• **Alıştırma görevi 1**:
Türkiye ekonomisi metninde "Hoşlansak da hoşlanmasak" ile başlayıp "koşullarında izlenmesi zorlaşmıştır." ifadesine kadar süren bölümü, "New Deal" yerine "Yeni Düzen" koyarak güncelleyin.

• **Belge**:

Türkiye’nin ekonomik sorunlarına sadece ‘ulusal ekonomi’ düzeyinde çözüm aranması doğru değildir. Örneğin, ‘ulusal kalkınma’ kavramının bugünkü durumuna bakalım: Bütünüyle dışa açık bir ekonomide ne eskisi gibi ‘bebek endüstriler tezinin’ uygulama alanı bulması ne de ithal ikameci politikaların uygulanması mümkündür. Son dönemde gündemin üst sıralarında yer alan ‘ulusal sermaye’ tartışması bu yaklaşımla ele alınmalıdır. Öyle ki, Türkiye’de ve gelişmekte olan diğer ülkelerde 1960’larda ve 70’lerde uygulanan ve ‘ithal ikâmecilik’ diye anılan iktisadî politikaların, ne ölçüde sedece ‘yerel ya da ulusal’ ihtiyaçlardan kaynaklandığı bile tartışmalıdır. Dolayısıyla bugünkü Türkiye ekonomisinin dinamikleri tarihsel süreç içinde değerlendirilmeli ve gelecek için iktisaden ve siyaseten ‘yapılabilir’ öneriler geliştirilmelidir.
Hoşlansak da hoşlanmasak da bir ‘küresel kapitalizm’ gerçeğiyle karşı karşıyayız. Çin Komünist Partisi tarafından yönetilen Çin ekonomisi bile bugün kapitalist mantık dahilinde işliyor. Türkiye ekonomisinin sorunlarına yönelik çözüm önerilerinin de bu doğrultuda ele alınması gerekiyor. Türkiye örneğinde 1930’larda başlayan devletçiliğin, Amerika Birleşik Devletleri’nde 1930’larda uygulanan New Deal politikalarının ve pekçok ülkede II. Dünya Savaşı sonrasından başlayarak 1980’lere kadar erişen Keynezyen politikaların zamanımızın koşullarında izlenmesi zorlaşmıştır.

[Kaynak kayıtlar]

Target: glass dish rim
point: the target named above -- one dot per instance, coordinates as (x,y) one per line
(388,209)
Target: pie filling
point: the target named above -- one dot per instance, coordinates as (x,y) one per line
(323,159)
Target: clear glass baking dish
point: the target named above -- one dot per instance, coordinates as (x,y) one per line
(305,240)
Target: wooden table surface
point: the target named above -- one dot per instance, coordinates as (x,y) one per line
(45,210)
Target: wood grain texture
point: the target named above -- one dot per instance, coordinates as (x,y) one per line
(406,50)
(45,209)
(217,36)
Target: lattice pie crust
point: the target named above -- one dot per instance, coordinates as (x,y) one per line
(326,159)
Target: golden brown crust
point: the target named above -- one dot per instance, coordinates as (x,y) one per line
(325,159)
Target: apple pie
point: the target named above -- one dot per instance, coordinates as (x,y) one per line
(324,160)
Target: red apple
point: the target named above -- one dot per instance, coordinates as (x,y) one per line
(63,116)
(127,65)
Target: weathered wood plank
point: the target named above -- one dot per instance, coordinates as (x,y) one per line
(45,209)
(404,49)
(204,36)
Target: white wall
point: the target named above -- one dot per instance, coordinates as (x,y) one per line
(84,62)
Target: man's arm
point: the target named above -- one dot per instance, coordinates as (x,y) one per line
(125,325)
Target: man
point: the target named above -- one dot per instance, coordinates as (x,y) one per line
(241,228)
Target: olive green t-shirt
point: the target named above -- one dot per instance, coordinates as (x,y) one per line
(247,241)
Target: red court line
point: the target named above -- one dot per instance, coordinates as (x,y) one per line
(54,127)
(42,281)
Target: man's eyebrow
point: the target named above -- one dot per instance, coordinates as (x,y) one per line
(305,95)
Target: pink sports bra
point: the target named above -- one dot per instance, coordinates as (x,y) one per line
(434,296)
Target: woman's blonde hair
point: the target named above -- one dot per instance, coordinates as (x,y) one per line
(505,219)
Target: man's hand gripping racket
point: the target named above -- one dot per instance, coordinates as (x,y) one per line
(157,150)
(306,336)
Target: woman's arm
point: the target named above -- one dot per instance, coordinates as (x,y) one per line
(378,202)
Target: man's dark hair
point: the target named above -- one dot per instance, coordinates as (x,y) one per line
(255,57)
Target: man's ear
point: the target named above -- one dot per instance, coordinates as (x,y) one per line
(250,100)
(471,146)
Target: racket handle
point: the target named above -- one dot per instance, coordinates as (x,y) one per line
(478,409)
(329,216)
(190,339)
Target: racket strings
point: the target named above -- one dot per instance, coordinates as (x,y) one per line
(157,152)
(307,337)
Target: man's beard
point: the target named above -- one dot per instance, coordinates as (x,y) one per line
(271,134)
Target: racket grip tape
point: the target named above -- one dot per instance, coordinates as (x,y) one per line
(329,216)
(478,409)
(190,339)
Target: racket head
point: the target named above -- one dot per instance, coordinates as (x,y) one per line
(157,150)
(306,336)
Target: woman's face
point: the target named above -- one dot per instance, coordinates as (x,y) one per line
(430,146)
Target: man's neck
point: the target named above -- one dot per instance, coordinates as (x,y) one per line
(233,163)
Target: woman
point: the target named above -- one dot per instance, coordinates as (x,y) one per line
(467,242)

• **Alıştırma görevi 2**:
Yukarıdaki satırlardan "Target: man's beard" içeren satırla başlayıp son satıra kadar gidenleri, ilk ve son satır dahil, hiçbir değişiklik yapmadan yazın.

• **Çıktı 1**:
Hoşlansak da hoşlanmasak da bir ‘küresel kapitalizm’ gerçeğiyle karşı karşıyayız. Çin Komünist Partisi tarafından yönetilen Çin ekonomisi bile bugün kapitalist mantık dahilinde işliyor. Türkiye ekonomisinin sorunlarına yönelik çözüm önerilerinin de bu doğrultuda ele alınması gerekiyor. Türkiye örneğinde 1930’larda başlayan devletçiliğin, Amerika Birleşik Devletleri’nde 1930’larda uygulanan Yeni Düzen politikalarının ve pekçok ülkede II. Dünya Savaşı sonrasından başlayarak 1980’lere kadar erişen Keynezyen politikaların zamanımızın koşullarında izlenmesi zorlaşmıştır.

• **Çıktı 2**:
Target: man's beard
point: the target named above -- one dot per instance, coordinates as (x,y) one per line
(271,134)
Target: racket grip tape
point: the target named above -- one dot per instance, coordinates as (x,y) one per line
(329,216)
(478,409)
(190,339)
Target: racket head
point: the target named above -- one dot per instance, coordinates as (x,y) one per line
(157,150)
(306,336)
Target: woman's face
point: the target named above -- one dot per instance, coordinates as (x,y) one per line
(430,146)
Target: man's neck
point: the target named above -- one dot per instance, coordinates as (x,y) one per line
(233,163)
Target: woman
point: the target named above -- one dot per instance, coordinates as (x,y) one per line
(467,242)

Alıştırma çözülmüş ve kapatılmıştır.